#### Data listing
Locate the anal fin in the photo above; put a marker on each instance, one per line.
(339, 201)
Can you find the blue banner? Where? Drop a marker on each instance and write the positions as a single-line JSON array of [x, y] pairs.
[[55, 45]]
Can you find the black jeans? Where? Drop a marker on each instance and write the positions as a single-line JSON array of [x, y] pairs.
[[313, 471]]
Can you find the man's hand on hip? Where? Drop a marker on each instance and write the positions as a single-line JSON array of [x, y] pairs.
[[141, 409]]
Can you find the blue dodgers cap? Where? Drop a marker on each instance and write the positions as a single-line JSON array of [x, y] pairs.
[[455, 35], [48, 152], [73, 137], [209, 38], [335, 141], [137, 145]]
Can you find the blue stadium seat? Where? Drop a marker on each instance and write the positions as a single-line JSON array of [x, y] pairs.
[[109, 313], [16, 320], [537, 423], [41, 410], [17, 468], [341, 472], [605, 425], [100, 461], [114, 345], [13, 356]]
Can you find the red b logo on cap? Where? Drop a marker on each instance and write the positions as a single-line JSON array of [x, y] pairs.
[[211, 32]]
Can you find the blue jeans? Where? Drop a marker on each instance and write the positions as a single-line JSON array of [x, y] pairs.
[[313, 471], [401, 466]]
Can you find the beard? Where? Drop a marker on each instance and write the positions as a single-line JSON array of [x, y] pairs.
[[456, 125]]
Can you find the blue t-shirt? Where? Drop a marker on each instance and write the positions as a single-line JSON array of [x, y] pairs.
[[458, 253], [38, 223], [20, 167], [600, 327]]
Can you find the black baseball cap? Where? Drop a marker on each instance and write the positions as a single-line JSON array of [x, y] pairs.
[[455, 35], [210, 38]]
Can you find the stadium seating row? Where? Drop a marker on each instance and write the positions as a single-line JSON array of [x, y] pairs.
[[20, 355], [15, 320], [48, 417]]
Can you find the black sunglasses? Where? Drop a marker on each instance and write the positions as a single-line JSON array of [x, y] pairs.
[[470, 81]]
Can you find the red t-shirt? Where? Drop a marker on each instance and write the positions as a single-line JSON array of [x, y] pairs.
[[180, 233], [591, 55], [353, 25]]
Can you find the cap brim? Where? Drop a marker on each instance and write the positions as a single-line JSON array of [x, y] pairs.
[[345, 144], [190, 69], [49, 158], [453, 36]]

#### Task description
Copy the listing above line for line, changing nothing.

#### Reply to the exercise
Locate the anal fin in the photo above; put a marker on each instance, one per line.
(339, 201)
Can you find the blue banner? Where? Drop a marker on each instance and write the positions as a single-line JSON array of [x, y] pairs.
[[55, 45]]
Can you find the black jeans? Where? Drop a marker on each instance and write the positions as a single-line JSON array of [x, y] pairs.
[[313, 471]]
Can you find the man's hand on hip? Where? Drop a marker on each instance and write the positions as a single-line JSON array of [x, y] pairs.
[[141, 409]]
Can you find the blue dodgers cap? Where? Drop a marker on each instance and write the positions as a single-line JSON array of [x, y] pairs.
[[455, 35], [48, 152], [73, 137], [209, 38], [335, 141], [137, 145]]
Can you find the blue stadium seat? Where? Drop a marker on each instance and write the positions as a single-line JSON array of [x, y] pairs.
[[109, 313], [16, 320], [537, 423], [41, 410], [17, 468], [341, 472], [605, 425], [100, 461], [114, 345], [13, 356]]
Can you find the red b logo on cap? Where? Drop a marker on each instance and write the positions as a single-line JSON array of [x, y] pairs.
[[211, 32]]
Can you find the blue jeans? Where? Drop a marker on each instance and write the positions as a single-line JSON array of [x, y] pairs.
[[313, 471], [401, 466]]
Can you find the beard? Where? Drop a marker on each instance and write the positions as a single-line JSON array of [x, y] pairs.
[[456, 125]]
Can you find the blue t-shirt? Where? Drop a marker on each instance and write the positions as a single-line JSON array of [x, y] pairs.
[[458, 253], [38, 223], [20, 167], [600, 327]]
Can you find the black baseball cap? Where? Drop a marker on each instance and write the positions as a single-line JSON array of [x, y] pairs.
[[455, 35], [210, 38]]
Can you find the stadium seating row? Where? Drop a marker on each instance and write the positions as a single-line JSON array of [x, y] pairs.
[[20, 355], [15, 320], [48, 417]]
Can you find the black sunglasses? Where? Drop a marker on each instance and write the positions as a single-line JSON array of [x, y] pairs.
[[470, 81]]
Can you find the red t-shirt? Where? Drop a marker on each instance and write the positions as a single-line JSON array of [x, y] pairs.
[[180, 233], [591, 55], [353, 25]]
Can you find the cap brim? Where? Drop a marker on each instance and write the positions as a single-line JSON array of [x, y] pairs.
[[345, 144], [190, 69], [49, 158], [453, 36]]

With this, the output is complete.